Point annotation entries
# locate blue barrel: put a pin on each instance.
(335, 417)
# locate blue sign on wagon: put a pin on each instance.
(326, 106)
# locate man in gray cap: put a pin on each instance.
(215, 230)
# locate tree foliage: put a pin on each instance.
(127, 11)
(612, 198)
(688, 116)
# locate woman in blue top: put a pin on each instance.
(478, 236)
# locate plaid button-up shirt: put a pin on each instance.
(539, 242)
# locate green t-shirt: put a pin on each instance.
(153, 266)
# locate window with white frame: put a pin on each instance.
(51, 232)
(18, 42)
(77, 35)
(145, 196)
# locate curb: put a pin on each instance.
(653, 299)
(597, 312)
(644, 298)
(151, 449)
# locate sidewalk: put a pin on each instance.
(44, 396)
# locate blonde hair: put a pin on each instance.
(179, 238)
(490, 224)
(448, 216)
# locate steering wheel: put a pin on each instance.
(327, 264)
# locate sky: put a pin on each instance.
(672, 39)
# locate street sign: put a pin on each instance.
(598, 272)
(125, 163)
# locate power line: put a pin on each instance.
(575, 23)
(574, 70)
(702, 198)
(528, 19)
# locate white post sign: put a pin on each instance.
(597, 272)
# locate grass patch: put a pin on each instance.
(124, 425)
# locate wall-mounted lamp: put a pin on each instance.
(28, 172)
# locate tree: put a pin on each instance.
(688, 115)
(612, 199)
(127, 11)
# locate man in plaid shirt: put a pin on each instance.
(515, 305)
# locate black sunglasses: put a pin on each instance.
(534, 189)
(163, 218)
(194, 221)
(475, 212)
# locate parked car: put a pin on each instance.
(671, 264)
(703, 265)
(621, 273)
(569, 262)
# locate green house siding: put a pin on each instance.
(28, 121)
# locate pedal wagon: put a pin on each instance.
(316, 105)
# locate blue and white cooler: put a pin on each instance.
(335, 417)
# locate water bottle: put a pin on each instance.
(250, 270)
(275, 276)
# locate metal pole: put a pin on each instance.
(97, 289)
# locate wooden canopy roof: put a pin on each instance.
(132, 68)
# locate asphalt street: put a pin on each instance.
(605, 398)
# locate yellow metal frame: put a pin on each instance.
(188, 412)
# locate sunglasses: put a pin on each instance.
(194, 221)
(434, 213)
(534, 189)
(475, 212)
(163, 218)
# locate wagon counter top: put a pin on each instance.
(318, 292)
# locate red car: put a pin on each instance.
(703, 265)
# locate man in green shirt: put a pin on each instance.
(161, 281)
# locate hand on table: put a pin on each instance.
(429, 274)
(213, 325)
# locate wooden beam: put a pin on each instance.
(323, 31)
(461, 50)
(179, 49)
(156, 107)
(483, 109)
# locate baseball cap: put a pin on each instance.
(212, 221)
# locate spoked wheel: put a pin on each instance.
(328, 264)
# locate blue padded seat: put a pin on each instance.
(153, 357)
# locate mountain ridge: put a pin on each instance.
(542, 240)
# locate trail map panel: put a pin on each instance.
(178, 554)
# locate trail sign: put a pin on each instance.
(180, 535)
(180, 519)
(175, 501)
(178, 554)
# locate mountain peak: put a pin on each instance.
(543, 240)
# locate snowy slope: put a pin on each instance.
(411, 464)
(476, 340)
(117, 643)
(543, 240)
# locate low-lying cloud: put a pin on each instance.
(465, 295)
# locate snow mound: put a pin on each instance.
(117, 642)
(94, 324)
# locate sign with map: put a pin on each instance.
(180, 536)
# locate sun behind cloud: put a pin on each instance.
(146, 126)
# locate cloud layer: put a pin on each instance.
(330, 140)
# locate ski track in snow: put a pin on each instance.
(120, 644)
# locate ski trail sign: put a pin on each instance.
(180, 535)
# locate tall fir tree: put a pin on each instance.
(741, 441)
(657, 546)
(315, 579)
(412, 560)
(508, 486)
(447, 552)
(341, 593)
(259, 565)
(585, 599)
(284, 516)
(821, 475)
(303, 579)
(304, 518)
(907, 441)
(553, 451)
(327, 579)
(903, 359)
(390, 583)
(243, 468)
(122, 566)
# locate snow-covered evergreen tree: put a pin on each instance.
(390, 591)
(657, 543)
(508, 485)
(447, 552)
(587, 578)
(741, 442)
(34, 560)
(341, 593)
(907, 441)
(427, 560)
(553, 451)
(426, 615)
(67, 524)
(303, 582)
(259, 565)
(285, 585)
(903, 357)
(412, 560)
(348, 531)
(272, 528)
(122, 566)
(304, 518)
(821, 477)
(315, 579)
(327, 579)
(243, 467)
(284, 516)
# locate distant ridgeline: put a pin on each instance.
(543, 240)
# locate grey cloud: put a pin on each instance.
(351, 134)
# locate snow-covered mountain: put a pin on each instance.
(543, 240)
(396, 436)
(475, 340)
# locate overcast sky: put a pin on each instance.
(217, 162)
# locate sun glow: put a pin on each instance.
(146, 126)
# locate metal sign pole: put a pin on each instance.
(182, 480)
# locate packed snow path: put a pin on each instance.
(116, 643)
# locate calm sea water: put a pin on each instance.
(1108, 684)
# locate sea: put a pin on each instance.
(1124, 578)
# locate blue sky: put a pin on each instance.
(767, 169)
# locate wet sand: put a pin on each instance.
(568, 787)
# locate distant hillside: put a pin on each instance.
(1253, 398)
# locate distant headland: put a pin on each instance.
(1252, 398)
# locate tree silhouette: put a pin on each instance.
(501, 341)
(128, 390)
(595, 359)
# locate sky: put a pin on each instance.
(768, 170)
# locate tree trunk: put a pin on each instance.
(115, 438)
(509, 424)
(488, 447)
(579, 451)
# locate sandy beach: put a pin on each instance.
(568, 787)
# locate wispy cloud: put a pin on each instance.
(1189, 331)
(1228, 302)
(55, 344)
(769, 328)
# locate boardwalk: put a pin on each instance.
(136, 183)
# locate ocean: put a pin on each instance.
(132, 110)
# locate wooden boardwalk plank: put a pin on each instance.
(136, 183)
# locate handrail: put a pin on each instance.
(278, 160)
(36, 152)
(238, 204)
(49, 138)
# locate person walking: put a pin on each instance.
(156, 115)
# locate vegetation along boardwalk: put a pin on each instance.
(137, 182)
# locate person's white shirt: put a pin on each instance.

■ Written problem ■
Rewrite all of the entries above, changing every "put a pin" to "place a marker" and keeping everything else the same.

■ The result ■
# locate blue barrel: place a marker on each instance.
(335, 417)
# locate blue sign on wagon: place a marker on each instance.
(326, 106)
# locate man in gray cap: place a marker on each instance.
(215, 230)
# locate tree foliage: place a marker on each instance.
(127, 11)
(612, 198)
(688, 116)
# locate woman in blue top: place a marker on each instance.
(478, 236)
# locate plaid button-up shirt: place a marker on each instance.
(539, 242)
# locate green t-shirt: place a marker on each instance.
(153, 266)
# locate window with white frame: place a marker on each instance.
(51, 232)
(18, 42)
(77, 35)
(145, 196)
# locate curb: place a marker on each instance.
(653, 299)
(597, 312)
(644, 298)
(151, 449)
# locate sidewalk: place a marker on each instance.
(44, 396)
# locate blonde hair: place a marker on each instance.
(179, 238)
(490, 224)
(448, 216)
# locate steering wheel: place a marker on each instance.
(327, 264)
# locate sky: place a marker on each instance.
(672, 39)
# locate street sign: place a marker on each instance.
(598, 272)
(125, 163)
# locate power line: place a marker on each instance.
(575, 23)
(574, 70)
(702, 198)
(528, 19)
# locate white post sign: place a marker on each instance.
(597, 272)
# locate grass patch: place a marker on each instance.
(124, 425)
# locate wall-mounted lamp: place a marker on each instance.
(28, 172)
# locate tree: place a marker on each instance.
(688, 115)
(612, 199)
(127, 11)
# locate man in plaid shirt: place a marker on each instance.
(515, 305)
# locate black sunglasses: place a marker on each instance.
(534, 189)
(163, 218)
(194, 221)
(475, 212)
# locate parked car: place a marker on each instance.
(671, 264)
(703, 265)
(621, 273)
(569, 262)
# locate green house siding: place a marker on each instance.
(28, 121)
# locate pedal wagon: place a marker on each instance.
(316, 105)
# locate blue and white cooler: place a marker on each instance.
(335, 417)
# locate water bottle: place a marker on each instance.
(250, 270)
(275, 276)
# locate metal pole: place a marker on each instance.
(97, 289)
# locate wooden canopy roof: place a marker on each instance.
(132, 68)
# locate asphalt street: place a marker on each instance.
(605, 398)
# locate yellow metal frame: place a marker on each instance.
(188, 412)
# locate sunglasses: place a marker on each instance.
(194, 221)
(434, 213)
(534, 189)
(475, 212)
(163, 218)
# locate wagon counter top: place a marker on each instance.
(318, 292)
# locate red car: place a marker on each instance.
(703, 265)
# locate man in green shirt: place a marker on each instance.
(161, 281)
# locate hand on table: place a marker on each instance.
(429, 274)
(213, 325)
# locate wooden beam: place a marker on each instance.
(323, 31)
(461, 50)
(179, 49)
(156, 107)
(483, 109)
# locate baseball cap: place a marker on each instance.
(212, 221)
# locate spoked wheel: place a marker on each instance.
(328, 264)
# locate blue padded seat: place a marker on each instance.
(153, 357)
# locate mountain ridge: place a marker on each instance.
(542, 240)
# locate trail map panel: place a marker on each instance.
(178, 554)
# locate trail sign: place a marker on each instance.
(180, 535)
(180, 519)
(175, 501)
(178, 554)
# locate mountain peak: place a marker on each instance.
(543, 240)
# locate snowy slope: place a marker on each instance.
(411, 464)
(476, 340)
(117, 643)
(543, 240)
# locate low-lying cloud: place a marker on each instance.
(465, 295)
# locate snow mound: place a marker on each instance.
(117, 642)
(94, 324)
# locate sign with map: place a marker on each instance.
(180, 536)
# locate sun behind cloud: place a marker on each instance.
(146, 126)
# locate cloud layer: place a marker on each instance.
(330, 140)
# locate ski track in snow: place a marker on each instance.
(120, 644)
# locate ski trail sign: place a marker on each instance.
(180, 535)
# locate tall fir tree: place a marker on each instance.
(741, 441)
(657, 546)
(315, 579)
(412, 560)
(508, 486)
(447, 552)
(341, 593)
(259, 565)
(585, 599)
(284, 516)
(821, 475)
(303, 579)
(304, 518)
(907, 441)
(553, 451)
(327, 579)
(903, 359)
(390, 583)
(243, 468)
(122, 566)
# locate snow-covered evergreen tree: place a marker on each instance.
(390, 591)
(657, 543)
(508, 485)
(447, 552)
(587, 578)
(741, 442)
(34, 560)
(341, 593)
(907, 441)
(427, 560)
(553, 451)
(426, 615)
(67, 524)
(303, 582)
(259, 565)
(285, 585)
(903, 357)
(412, 560)
(348, 531)
(272, 528)
(122, 566)
(304, 518)
(821, 477)
(315, 579)
(327, 579)
(243, 467)
(284, 516)
# locate distant ridgeline: place a marker on each instance.
(543, 240)
# locate grey cloud: place a marker on each instance.
(351, 134)
# locate snow-covered mountain: place a marker on each instance.
(543, 240)
(396, 436)
(475, 340)
# locate overcast sky: place a marker on each instance.
(217, 162)
# locate sun glow: place a marker on each instance.
(146, 126)
# locate metal sign pole: place a marker on each instance.
(182, 480)
# locate packed snow path: place a marker on each instance.
(116, 643)
# locate calm sea water: place a marker on each instance.
(1108, 684)
# locate sea: place a marker on each instance.
(1124, 578)
# locate blue sky: place a marker on each instance.
(767, 169)
# locate wet sand: place a marker on each instance.
(568, 787)
# locate distant hillside: place a marker on each instance.
(1253, 398)
# locate distant headland: place a marker on each instance.
(1252, 398)
# locate tree silhouette: place a marker on each instance.
(501, 341)
(128, 390)
(595, 359)
# locate sky: place a marker on each instance.
(768, 170)
# locate tree trunk: place a marker on each instance.
(115, 438)
(509, 424)
(488, 447)
(579, 451)
# locate sandy beach: place a marker on each instance.
(568, 787)
# locate wispy cloud: place a marker on each instance.
(1189, 331)
(1228, 302)
(55, 344)
(769, 328)
# locate boardwalk: place a marker on each instance.
(136, 183)
# locate ocean: place a marker on each instance.
(132, 110)
# locate wooden boardwalk plank: place a marker on each instance.
(136, 183)
# locate handrail: place a marker on each instance.
(278, 160)
(36, 152)
(238, 204)
(49, 138)
# locate person walking: place a marker on each instance.
(156, 115)
# locate vegetation along boardwalk: place a marker on each instance.
(137, 182)
# locate person's white shirt: place a marker on each instance.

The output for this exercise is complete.